● Excerpt:
■ ■ ■
Freed from Fear

  Leslie
California,  United States
 
 
Recently I shared that I am a post-abortive woman on a newspaper website.  I knew I would be attacked, but I was unprepared for the viciousness of that attack.  I have decided to share my story with you because I believe women are being intimidated into silence and it is time for us to be true feminists and be silent, no more.

I was a typical Catholic school kid that fell into the trap of sex, drugs and rock and roll.  It was the 1980's and cocaine was king, fashions were loud and girls were told that being able to sleep with whomever we wanted, whenever we wanted was the hallmark of true independence.  By the time I was in my early 20's, I was an alcoholic drug addict.
■ ■ ■
(Rows from a dataset)
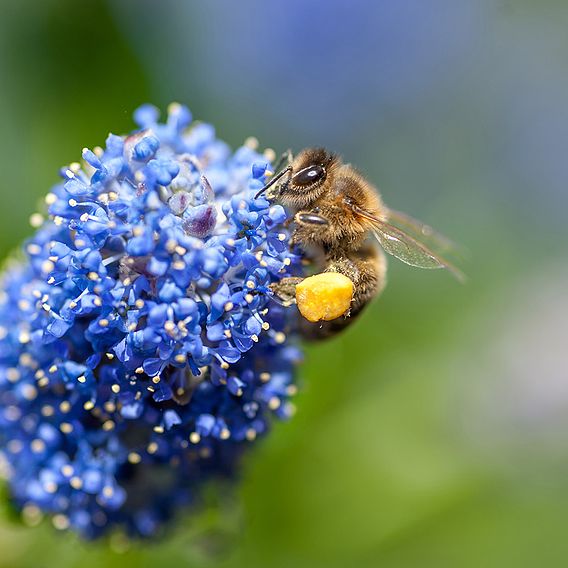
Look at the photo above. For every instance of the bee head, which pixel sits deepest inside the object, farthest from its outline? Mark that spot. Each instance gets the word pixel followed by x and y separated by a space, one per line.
pixel 306 181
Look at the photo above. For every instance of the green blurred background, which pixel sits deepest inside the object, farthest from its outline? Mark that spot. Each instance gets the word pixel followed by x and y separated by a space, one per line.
pixel 435 431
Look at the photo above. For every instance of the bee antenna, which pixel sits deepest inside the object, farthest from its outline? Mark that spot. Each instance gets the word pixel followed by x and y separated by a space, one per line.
■ ■ ■
According to the excerpt "Freed from Fear," where did the writer recently share being a post-abortive woman? The listing is not needed for this work.

On a newspaper website.